Work item
Please resume the text on acid-base pairs in cavitands, starting right after its last sentence.

Provided text
■ ■ ■

Interaction energies and dynamics of acid-base pairs isolated in cavitands

Abstract

The use of capsules and cavitands in physical organic chemistry is briefly reviewed, and their application to the study of salt bridges is introduced. Carboxylate/ammonium ion pairs are generated within an environment that more or less surrounds the functional groups within a synthetic fixed introverted solvent sphere. This is provided by cavitands that fold around amines and present them with a carboxylic acid function. Both organic and water-soluble versions were prepared, and their equilibrium affinities with quinuclidine bases were determined by NMR methods. The association constants range from approximately 10(3) M(-1) in water to more than 10(5) M(-1) in organic solvents. Studies of nitrogen inversion and tumbling of [2.2.2]-diazabicyclooctane within the introverted acids also illustrate the strength of the acid-base interactions. The barriers to in-out exchange of several amine guests were determined to be in the range from 15 to 24 kcal mol(-1). Some parallels with enzymes are drawn: the receptor folds around the guest species; presents them with inwardly directed functionality; and provides a generally hydrophobic environment and a periphery of secondary amide bonds.

FIGURE 1

Deep cavitands 1, introverted acid cavitands H2, and control molecule H3.

FIGURE 2

Side and top views of the X-ray crystal structure of introverted acid H2a with bound chloroform. Ethyl groups have been shown as methyl groups for clarity. Hydrogen bonds are shown as dashed lines.

FIGURE 3

Top and side views of the X-ray crystal structures of octaamide cavitand 1a with bound DABCO (a) and with bound quinuclidine (b). Hydrogen bonds are shown as dashed lines, and methyl groups have been truncated from propionamides.

FIGURE 4

¹H,¹H TOCSY spectrum (CDCl₃, 298 K) showing ³J_H,H coupling between the DABCO methylene protons and the proton shared by the base and the acid of host H2a. This coupling reveals that the acid proton has been at least partially transferred to a nitrogen of DABCO.

FIGURE 5

Modeled structure (HyperChem; MM+ force field) of DABCO bound by H2a. Ethyl groups have been truncated or shown as methyl groups, and one cavitand wall has been removed for clarity. The acid proton (shown in white, CPK style) has been transferred to DABCO, consistent with TOCSY measurements.

■ ■ ■

Information
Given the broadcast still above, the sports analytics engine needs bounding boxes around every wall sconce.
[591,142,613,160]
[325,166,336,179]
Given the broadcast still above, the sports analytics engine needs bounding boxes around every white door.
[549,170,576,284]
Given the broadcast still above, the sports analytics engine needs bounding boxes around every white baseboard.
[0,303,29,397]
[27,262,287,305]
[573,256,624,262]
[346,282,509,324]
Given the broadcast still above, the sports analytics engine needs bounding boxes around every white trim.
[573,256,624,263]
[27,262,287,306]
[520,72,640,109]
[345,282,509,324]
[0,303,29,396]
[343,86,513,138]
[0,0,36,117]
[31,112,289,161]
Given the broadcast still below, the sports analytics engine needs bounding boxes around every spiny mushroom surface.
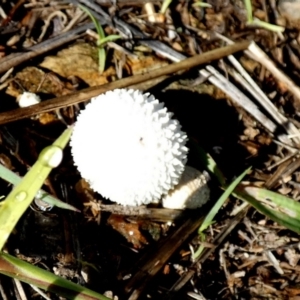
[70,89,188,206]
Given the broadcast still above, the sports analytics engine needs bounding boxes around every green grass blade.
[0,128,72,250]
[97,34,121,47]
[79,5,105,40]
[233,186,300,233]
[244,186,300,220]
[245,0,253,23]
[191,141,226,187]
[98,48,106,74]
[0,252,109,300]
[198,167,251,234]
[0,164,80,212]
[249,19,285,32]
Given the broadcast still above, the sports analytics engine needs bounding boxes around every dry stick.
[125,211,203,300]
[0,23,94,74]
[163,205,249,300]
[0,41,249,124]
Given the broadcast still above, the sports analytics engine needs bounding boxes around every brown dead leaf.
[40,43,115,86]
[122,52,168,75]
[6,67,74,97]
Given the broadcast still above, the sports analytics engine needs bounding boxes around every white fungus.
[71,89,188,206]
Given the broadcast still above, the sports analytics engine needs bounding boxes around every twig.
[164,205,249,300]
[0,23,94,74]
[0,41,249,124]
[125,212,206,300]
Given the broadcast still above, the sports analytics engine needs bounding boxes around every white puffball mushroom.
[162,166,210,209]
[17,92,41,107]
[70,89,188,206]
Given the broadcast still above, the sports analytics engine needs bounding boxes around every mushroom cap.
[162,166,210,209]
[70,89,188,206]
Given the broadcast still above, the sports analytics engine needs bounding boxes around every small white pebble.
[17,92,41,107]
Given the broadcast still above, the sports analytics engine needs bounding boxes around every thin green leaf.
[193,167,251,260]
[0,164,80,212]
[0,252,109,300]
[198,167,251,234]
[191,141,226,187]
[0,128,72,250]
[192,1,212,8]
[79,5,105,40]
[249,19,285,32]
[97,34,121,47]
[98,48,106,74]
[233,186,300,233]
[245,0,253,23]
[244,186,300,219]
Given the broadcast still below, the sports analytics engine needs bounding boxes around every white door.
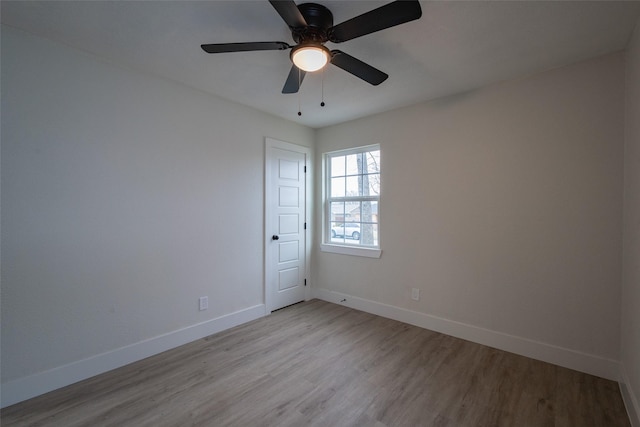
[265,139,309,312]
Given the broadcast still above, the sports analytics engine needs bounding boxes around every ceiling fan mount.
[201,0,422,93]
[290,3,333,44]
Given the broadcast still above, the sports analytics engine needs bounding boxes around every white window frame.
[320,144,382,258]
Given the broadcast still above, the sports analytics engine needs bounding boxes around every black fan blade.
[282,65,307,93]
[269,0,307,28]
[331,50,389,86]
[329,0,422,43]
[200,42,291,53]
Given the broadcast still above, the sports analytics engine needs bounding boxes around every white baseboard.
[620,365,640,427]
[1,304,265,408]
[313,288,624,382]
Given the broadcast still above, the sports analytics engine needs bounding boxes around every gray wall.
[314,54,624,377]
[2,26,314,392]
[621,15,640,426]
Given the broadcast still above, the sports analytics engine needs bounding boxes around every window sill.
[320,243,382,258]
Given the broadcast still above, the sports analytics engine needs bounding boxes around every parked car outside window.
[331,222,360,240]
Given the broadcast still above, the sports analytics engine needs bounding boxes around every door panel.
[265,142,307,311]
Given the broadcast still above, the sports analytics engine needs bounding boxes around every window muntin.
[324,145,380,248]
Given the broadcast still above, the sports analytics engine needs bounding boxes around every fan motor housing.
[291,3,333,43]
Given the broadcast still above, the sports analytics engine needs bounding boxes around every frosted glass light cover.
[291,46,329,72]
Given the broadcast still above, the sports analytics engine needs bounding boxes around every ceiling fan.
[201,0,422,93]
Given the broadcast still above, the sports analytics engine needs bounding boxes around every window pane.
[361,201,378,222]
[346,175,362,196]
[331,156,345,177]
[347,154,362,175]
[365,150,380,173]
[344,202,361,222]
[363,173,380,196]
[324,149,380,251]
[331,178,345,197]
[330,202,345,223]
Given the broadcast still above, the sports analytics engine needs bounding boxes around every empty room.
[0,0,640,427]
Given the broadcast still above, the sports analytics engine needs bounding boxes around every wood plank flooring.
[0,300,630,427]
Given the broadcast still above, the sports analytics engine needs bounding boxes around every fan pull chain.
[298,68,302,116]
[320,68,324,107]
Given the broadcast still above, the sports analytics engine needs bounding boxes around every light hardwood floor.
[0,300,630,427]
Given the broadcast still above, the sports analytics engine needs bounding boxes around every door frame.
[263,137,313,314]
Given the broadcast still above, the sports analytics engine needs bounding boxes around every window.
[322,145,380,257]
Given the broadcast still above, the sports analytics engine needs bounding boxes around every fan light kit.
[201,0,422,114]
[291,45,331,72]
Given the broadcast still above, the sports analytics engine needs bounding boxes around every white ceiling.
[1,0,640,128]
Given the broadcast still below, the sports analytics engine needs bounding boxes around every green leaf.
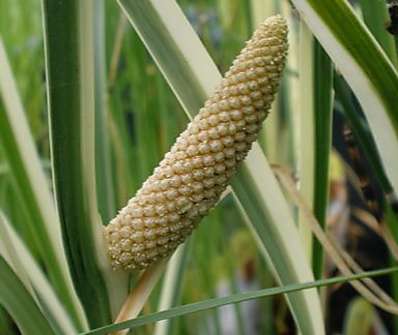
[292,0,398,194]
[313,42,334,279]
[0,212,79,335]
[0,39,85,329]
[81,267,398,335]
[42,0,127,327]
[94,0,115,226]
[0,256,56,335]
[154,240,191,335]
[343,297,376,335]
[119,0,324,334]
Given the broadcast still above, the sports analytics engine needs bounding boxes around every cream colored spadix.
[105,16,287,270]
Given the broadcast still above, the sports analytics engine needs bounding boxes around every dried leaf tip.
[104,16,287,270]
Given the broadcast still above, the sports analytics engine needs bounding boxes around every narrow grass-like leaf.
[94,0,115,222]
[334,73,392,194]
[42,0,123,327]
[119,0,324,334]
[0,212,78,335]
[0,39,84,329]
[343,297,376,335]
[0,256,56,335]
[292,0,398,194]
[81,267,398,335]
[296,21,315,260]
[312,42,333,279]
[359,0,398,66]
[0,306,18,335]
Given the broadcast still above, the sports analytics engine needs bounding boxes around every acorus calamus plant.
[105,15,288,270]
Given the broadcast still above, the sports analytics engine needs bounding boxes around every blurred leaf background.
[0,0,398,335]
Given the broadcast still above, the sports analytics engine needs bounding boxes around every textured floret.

■ ■ ■

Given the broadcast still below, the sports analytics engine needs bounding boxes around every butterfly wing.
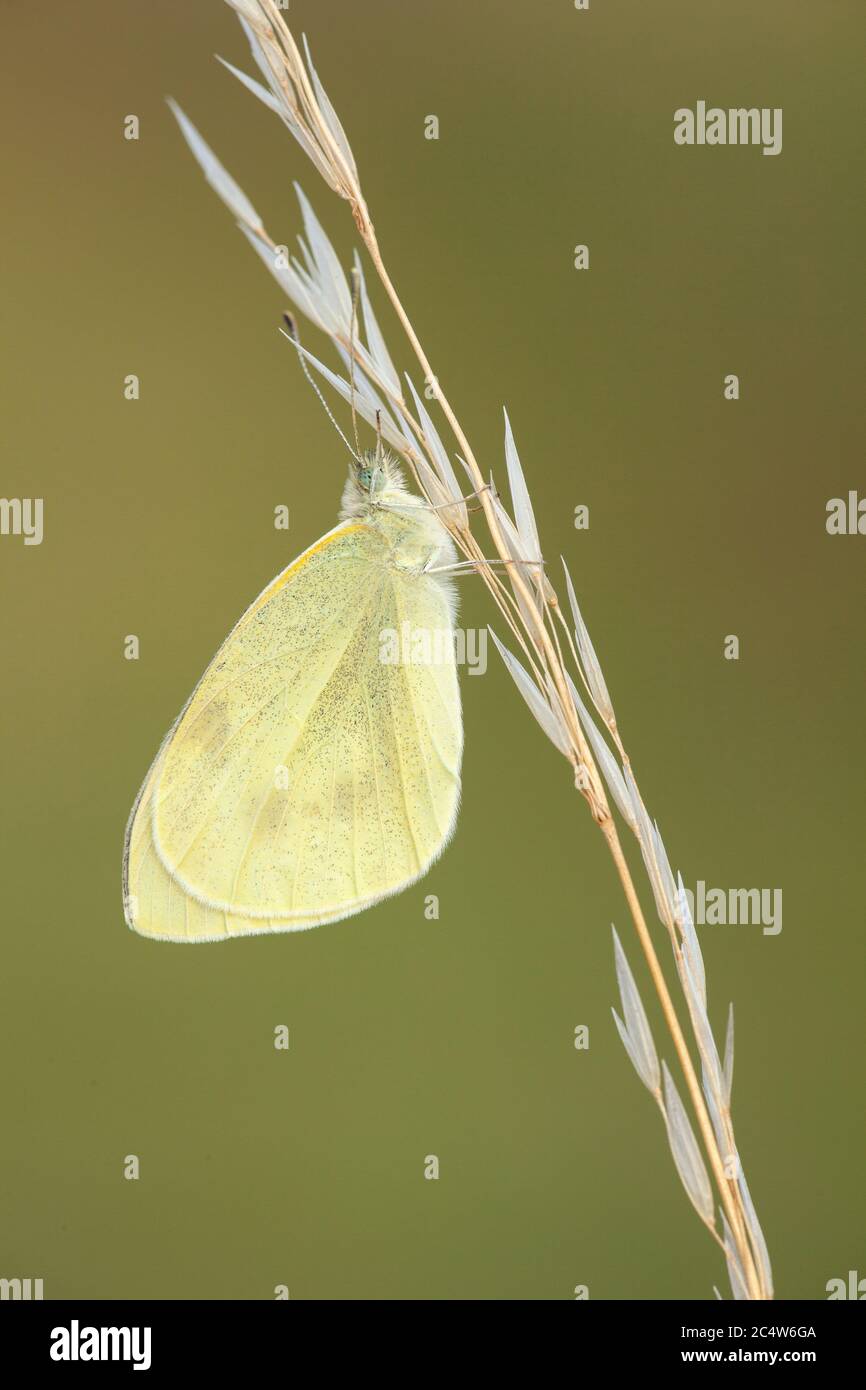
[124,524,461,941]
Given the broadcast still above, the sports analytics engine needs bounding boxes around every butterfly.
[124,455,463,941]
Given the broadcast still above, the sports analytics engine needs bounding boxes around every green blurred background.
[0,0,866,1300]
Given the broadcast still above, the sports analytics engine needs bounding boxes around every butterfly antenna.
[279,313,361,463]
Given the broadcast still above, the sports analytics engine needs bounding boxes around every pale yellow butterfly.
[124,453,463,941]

■ ■ ■

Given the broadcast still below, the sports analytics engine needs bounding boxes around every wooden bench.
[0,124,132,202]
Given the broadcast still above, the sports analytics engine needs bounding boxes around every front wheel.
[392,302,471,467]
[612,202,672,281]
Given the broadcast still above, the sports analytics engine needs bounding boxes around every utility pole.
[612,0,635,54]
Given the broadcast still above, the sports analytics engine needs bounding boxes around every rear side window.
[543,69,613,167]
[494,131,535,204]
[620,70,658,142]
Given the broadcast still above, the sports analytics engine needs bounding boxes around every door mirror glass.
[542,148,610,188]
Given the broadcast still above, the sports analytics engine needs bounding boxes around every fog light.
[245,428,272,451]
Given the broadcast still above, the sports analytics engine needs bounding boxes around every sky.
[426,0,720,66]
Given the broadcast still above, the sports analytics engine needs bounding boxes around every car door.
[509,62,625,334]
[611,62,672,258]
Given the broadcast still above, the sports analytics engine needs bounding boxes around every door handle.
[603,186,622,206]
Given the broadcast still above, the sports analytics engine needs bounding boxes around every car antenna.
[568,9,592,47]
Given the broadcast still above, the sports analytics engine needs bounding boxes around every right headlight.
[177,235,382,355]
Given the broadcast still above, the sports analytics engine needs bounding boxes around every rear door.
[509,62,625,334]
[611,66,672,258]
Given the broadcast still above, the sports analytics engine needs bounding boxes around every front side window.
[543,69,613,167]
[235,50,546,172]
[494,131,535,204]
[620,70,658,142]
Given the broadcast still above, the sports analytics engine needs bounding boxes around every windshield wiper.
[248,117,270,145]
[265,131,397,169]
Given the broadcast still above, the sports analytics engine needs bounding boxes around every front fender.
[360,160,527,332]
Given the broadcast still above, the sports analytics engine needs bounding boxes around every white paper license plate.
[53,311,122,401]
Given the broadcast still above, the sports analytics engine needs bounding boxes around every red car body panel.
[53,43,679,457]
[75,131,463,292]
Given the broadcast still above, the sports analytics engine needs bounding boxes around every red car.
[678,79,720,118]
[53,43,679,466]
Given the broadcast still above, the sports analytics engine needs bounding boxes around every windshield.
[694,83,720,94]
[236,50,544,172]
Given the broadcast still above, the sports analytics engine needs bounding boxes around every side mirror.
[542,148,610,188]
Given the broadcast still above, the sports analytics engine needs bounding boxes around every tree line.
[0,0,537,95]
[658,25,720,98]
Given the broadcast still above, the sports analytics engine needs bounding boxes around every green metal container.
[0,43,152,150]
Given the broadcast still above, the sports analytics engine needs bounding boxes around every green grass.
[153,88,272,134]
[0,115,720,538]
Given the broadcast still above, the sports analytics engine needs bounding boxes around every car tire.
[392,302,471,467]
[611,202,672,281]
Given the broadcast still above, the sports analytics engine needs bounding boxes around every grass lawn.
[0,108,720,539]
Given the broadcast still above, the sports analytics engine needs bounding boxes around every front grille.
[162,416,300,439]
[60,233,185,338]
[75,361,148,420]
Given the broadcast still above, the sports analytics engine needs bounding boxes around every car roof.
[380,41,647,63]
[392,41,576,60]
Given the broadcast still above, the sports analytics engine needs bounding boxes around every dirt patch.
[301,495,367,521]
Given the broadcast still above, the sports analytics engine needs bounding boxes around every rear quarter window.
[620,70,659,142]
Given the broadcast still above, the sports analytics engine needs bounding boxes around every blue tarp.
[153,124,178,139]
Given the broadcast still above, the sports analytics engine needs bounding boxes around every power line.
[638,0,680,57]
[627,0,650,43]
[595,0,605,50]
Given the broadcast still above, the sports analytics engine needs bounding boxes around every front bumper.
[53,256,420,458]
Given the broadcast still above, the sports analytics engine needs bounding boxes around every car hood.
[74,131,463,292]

■ ■ ■

Exercise answer
FIGURE 6

Competitive binding experiments elucidate the guest binding preference of each host (A and B) and the preferred host selection of each guest (C and D). Equilibrium D provides an estimate of the interaction energy of the quinuclidinium–carboxylate pair, ΔG°_D = 6.8 ± 0.5 kcal mol⁻¹. ΔG° values for A, B, and C were determined by ¹H NMR titration in 5% CD₃OD in CDCl₃, and ΔG°_D was calculated according to the eq 3. Free sodium cations, tetrafluoroborate anions, and chloride anions are not shown.

FIGURE 7

Free energy cycle in deuterated water. ΔG° values refer to the binding energy of each host–guest complex as shown schematically. Measurements were performed at 300 K in 10 mM sodium phosphate buffer, pD 5.25, except where indicated.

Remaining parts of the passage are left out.